▶ DOCUMENT EXCERPT

12 min read
Dillon Browne

AWS Service Limits: Lab Infrastructure Rethink

Hit AWS Lightsail limits? Learn how our team migrated 40+ lab environments to self-hosted Kubernetes, cut costs by 60%, and scaled infinitely. Discover when to switch from managed services for better control and efficiency.

AWS Kubernetes Infrastructure as Code DevOps Cloud Architecture Cost Optimization Terraform Docker Container Orchestration Multi-Cloud Platform Engineering Lightsail EKS Self-Hosted Lab Infrastructure Developer Experience Resource Management
AWS Service Limits: Lab Infrastructure Rethink

AWS service limits aren’t just arbitrary numbers—they’re forcing functions that reveal when you’ve outgrown a platform. When our lab infrastructure hit Lightsail’s 20-instance limit, we faced a choice: fragment across multiple AWS accounts or fundamentally rethink our approach. This post details our journey from AWS Lightsail to a self-hosted Kubernetes cluster for lab environments.

▶ PROBLEMS TO WORK ON
**A.** Decide whether each statement below agrees with the AWS service limits post, answering yes or no and quoting the words from the post that settle it. (i) The lab setup ran into a 20-instance cap on Lightsail. (ii) The team ended up splitting its labs across several AWS accounts. (iii) The move lowered costs by 60%.
**B.** Pick up the AWS service limits post after its last sentence and keep writing it.

▶ DATA LINES
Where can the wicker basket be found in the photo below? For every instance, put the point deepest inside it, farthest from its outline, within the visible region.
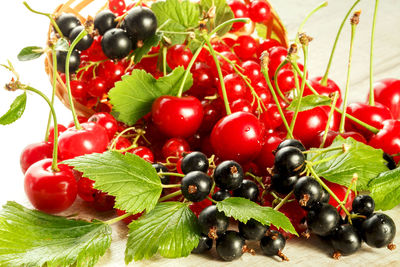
(275, 29)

▶ ANSWERS PER TASK
**A.**
(i) Yes: "When our lab infrastructure hit Lightsail’s 20-instance limit"
(ii) No: "This post details our journey from AWS Lightsail to a self-hosted Kubernetes cluster for lab environments."
(iii) Yes: "cut costs by 60%"

**B.**
We chose the latter, migrating 40+ lab environments from managed Lightsail instances to a self-hosted Kubernetes cluster. The result: a 60% cost reduction, unlimited horizontal scaling, and infrastructure that better mirrors production patterns, significantly improving our developer experience.

The AWS Lightsail Limit Wall

AWS Lightsail is fantastic for simple workloads—fixed pricing, predictable costs, easy management. But it has hard limits that can hinder growing lab environments:

  • 20 instances per account (a soft limit, requiring support tickets to increase)
  • Limited instance types (no GPU, restricted CPU/memory configurations)
  • Regional constraints (not available in all AWS regions)
  • Basic networking (VPC peering exists, but lacks advanced routing and network policies)

For a single application or small team, these Lightsail constraints are fine. For a lab environment serving 15+ engineers running ephemeral test environments, AI model experiments, and CI/CD runners, we hit the ceiling fast. This forced us to consider alternative cloud architecture solutions.

Cost Analysis: Lightsail vs. Self-Hosted Kubernetes

Before migrating, I ran the numbers for three months of actual usage, comparing Lightsail costs to a self-hosted Kubernetes solution. The cost optimization potential was clear.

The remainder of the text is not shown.